Natural language region descriptions:
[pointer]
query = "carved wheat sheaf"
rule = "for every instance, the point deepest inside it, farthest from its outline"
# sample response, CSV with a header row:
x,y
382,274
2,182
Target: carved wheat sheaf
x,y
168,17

* _Task objective_
Could you transcribe every entry exactly, without altering anything?

* _Written solution_
[pointer]
query = "carved wheat sheaf"
rule = "for every instance, the point deepest inside it, farthest from its outline"
# sample response, CSV with a header row:
x,y
382,274
2,182
Target: carved wheat sheaf
x,y
168,17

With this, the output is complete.